• **GESTELLTE AUFGABE 1**:
Schreiben Sie den Teil des Textauszugs über das TIA Portal neu, beginnend mit „Jo das sollte“ und weiter bis einschließlich „Samstag auch gerettet.“. Setzen Sie dabei „Dienstag“ an die Stelle von „Montag“.
• **GESTELLTE AUFGABE 2**:
Geben Sie den Absatz des Textauszugs, der mit „Leider funktioniert es so bei mir auch nicht“ beginnt, in knapperer Form wieder und behalten Sie seine wesentlichen Angaben bei.

• **ZITIERTER TEXTAUSZUG**:
Und der Baustein war wieder in Ordnung....
Muss keine Patentlösung sein aber scheint zu klappen.

Gruss


----------



## Markus Rupp (20 Juli 2012)

Jo das sollte man auf jeden Fall wissen, das dies eine möglichkeit ist seine Haut zu retten und etwas ruhiger zu schlafen


----------



## rr_zx (3 August 2012)

Leider funktioniert es so bei mir auch nicht. Sobald ich "als Text kopieren" anklicke stürzt das Tia-Portal ab. 
Wollte nur noch eine kleine Änderung programmieren und muss am Montag auf die IBS der Anlage. Somit ist der Samstag auch gerettet.

Ich verstehe nicht wie Siemens das Tia-Portal so auf den Markt bringen kann! Dieser Fehler scheint es ja oft zu geben.
Bei uns ist er schon in drei verschieden Projekten aufgetretten.
Hat jemand schon eine weitere Lösung für dieses Problem?

Und ich habe HF4 installiert.

Gruss


----------



## rostiger Nagel (3 August 2012)

rr_zx schrieb:


> Ich verstehe nicht wie Siemens das Tia-Portal so auf den Markt bringen kann! Dieser Fehler scheint es ja oft zu geben.



Das TIA Portal lenkt von anderen Problemen, bei Step 7 bzw  WinCCflexibel ab und natürlich andersherum.


----------

• **DATEN**:
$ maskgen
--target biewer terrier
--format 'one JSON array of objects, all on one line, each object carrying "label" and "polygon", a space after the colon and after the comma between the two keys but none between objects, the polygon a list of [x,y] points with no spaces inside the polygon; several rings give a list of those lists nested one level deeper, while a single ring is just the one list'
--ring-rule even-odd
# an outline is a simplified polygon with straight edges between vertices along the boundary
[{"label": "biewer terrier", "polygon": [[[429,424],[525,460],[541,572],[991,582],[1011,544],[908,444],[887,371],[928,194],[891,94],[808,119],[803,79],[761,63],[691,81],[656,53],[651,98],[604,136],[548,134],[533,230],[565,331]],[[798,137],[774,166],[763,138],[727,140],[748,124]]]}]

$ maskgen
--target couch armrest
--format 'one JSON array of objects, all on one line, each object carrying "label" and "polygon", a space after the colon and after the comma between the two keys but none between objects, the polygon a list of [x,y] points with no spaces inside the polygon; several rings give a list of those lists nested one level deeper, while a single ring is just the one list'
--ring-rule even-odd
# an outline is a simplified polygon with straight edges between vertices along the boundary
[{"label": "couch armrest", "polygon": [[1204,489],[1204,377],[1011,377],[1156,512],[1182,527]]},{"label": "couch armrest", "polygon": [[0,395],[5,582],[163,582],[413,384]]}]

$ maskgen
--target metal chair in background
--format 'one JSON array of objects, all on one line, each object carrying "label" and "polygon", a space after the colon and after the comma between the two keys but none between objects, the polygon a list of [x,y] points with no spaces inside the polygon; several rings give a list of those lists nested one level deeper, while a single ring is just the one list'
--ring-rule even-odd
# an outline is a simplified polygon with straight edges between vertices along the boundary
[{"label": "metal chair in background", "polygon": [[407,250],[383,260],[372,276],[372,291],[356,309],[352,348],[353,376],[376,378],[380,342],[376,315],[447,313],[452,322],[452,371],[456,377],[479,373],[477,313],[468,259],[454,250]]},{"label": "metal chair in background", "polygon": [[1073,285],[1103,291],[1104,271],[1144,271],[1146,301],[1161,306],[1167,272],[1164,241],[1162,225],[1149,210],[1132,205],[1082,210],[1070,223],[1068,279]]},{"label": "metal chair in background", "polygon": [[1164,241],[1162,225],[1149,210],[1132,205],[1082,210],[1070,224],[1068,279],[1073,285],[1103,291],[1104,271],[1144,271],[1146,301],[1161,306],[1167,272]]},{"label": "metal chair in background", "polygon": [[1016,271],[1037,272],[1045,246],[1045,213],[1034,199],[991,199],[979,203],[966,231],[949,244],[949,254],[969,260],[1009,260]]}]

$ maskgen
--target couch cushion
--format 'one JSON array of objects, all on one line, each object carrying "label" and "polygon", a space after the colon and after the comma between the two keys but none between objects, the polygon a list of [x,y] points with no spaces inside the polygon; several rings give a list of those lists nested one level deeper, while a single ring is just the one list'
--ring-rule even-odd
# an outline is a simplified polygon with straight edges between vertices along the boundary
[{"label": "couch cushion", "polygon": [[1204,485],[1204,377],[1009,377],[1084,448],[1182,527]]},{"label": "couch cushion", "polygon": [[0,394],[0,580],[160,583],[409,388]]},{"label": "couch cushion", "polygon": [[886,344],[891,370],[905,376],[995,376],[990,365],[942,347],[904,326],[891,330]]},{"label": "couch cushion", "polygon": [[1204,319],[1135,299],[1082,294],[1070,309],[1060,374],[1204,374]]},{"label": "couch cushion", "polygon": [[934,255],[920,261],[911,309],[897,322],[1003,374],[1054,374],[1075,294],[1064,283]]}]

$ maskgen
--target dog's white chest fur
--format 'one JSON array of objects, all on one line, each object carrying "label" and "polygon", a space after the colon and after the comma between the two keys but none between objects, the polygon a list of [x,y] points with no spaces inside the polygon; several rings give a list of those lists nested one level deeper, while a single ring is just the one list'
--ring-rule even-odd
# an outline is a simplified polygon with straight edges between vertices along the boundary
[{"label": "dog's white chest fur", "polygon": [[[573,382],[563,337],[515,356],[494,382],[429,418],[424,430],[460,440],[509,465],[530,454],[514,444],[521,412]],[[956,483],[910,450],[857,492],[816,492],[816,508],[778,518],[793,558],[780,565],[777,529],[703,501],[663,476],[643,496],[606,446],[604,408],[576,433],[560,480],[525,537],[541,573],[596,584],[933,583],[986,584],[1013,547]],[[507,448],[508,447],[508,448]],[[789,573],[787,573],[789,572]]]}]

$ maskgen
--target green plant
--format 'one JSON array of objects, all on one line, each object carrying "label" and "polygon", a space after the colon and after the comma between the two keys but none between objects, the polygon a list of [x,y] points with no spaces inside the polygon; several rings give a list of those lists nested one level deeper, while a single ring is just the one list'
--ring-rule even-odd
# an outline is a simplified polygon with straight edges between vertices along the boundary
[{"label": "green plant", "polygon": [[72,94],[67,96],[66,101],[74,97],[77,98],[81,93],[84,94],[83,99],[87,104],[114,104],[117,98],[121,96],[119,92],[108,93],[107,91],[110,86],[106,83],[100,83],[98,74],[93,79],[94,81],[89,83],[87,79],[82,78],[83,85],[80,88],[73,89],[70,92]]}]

• **AUSGEARBEITETE ANTWORT 1**:
Jo das sollte man auf jeden Fall wissen, das dies eine möglichkeit ist seine Haut zu retten und etwas ruhiger zu schlafen


----------



## rr_zx (3 August 2012)

Leider funktioniert es so bei mir auch nicht. Sobald ich "als Text kopieren" anklicke stürzt das Tia-Portal ab. 
Wollte nur noch eine kleine Änderung programmieren und muss am Dienstag auf die IBS der Anlage. Somit ist der Samstag auch gerettet.

• **AUSGEARBEITETE ANTWORT 2**:
Bei rr_zx klappt es ebenfalls nicht, denn ein Klick auf „als Text kopieren“ bringt das Tia-Portal zum Absturz. Dabei sollte nur noch eine kleine Änderung programmiert werden, bevor am Montag die IBS der Anlage ansteht. Damit ist auch der Samstag gerettet.